— Aim —
In the probe card text, what kind of material is the contact terminal made of to keep it from wearing down?

— Extract —
◇ ◇ ◇ ◇ ◇ ◇ ◇
FIELD OF THE INVENTION

The present invention relates to a contact terminal for a probe card and the probe card.


BACKGROUND OF THE INVENTION

A probe is used as a detecting unit to examine each semiconductor device formed on a wafer. The probe includes a stage on which a wafer is mounted and a probe card to face the stage. The probe card includes a plate-shaped base and cylindrical contact terminals, such as plungers or contact probes of pogo pins (spring probes), disposed on a surface of the base facing the stage to face electrode pads or solder bumps of the semiconductor device of the wafer (e.g., see Japanese Application Publication No. 2002-22768).


In the probe, when the wafer mounted on the stage faces the probe card, the respective contact terminals of the probe card are brought in contact with the electrode pads or solder bumps of the semiconductor device, and electricity is applied from each contact terminal to an electric circuit of the semiconductor device connected to each electrode pad or solder bump, thereby examining conducting state of the electric circuit.


Recently, with a miniaturization of an electric circuit of a semiconductor device, an electrode pad or solder bump is also miniaturized, and therefore, the size of a contact terminal of a probe card decreases. However, a smaller contact terminal involves increase in the contact pressure between the electrode pad and the contact terminal, resulting in severe abrasion of the contact terminal. In order to prevent the abrasion of the contact terminal, the contact terminal is formed of a high abrasion resistant material having high hardness.


SUMMARY OF THE INVENTION

However, high abrasion resistant materials generally have a high resistivity, and the contact terminal has reduced electric current conductance due to its smaller size, and thus, the resistance of the contact terminal increases. Thus, when an electric current is applied to the contact terminal, the contact terminal emits a heat not only to be oxidized but to oxidize surrounding contact terminals. In addition, when the amount of heat emitted by the contact terminal is remarkable, the contact terminal may be damaged by melting.


In view of the above, the present invention is to provide a contact terminal for a probe card and the probe card for preventing oxidation and damage of the contact terminal.


In accordance with an aspect of the present invention, there is provided a contact terminal for a probe card including a cylindrical main body. The main body has a pillar-shaped central portion formed of a first material and an outer housing which is formed of a second material and covers a lateral surface of the central portion. Hardness and resistivity of the second material are different from hardness and resistivity of the first material.
◇ ◇ ◇ ◇ ◇ ◇ ◇
[Items stored in a collection]
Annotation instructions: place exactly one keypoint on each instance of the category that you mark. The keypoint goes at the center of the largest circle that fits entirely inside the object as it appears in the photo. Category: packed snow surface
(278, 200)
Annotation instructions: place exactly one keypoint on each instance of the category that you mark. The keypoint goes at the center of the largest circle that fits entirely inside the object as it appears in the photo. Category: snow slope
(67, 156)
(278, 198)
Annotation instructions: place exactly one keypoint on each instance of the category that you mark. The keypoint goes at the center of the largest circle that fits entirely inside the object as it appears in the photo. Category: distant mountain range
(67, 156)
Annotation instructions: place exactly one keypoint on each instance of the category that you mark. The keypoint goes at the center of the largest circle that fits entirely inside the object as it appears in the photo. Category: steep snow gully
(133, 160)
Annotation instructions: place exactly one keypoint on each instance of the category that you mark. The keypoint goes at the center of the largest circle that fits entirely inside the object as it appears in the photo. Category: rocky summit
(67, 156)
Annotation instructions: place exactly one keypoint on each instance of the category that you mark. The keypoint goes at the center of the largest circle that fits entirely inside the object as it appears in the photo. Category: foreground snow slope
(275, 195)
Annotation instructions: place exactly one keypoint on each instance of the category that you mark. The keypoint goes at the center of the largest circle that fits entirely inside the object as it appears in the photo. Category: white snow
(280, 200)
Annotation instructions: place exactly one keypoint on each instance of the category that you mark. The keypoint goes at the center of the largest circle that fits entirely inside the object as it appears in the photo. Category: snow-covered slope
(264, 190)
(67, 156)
◇ ◇ ◇ ◇ ◇ ◇ ◇
— Finished task —
A high abrasion resistant material with high hardness.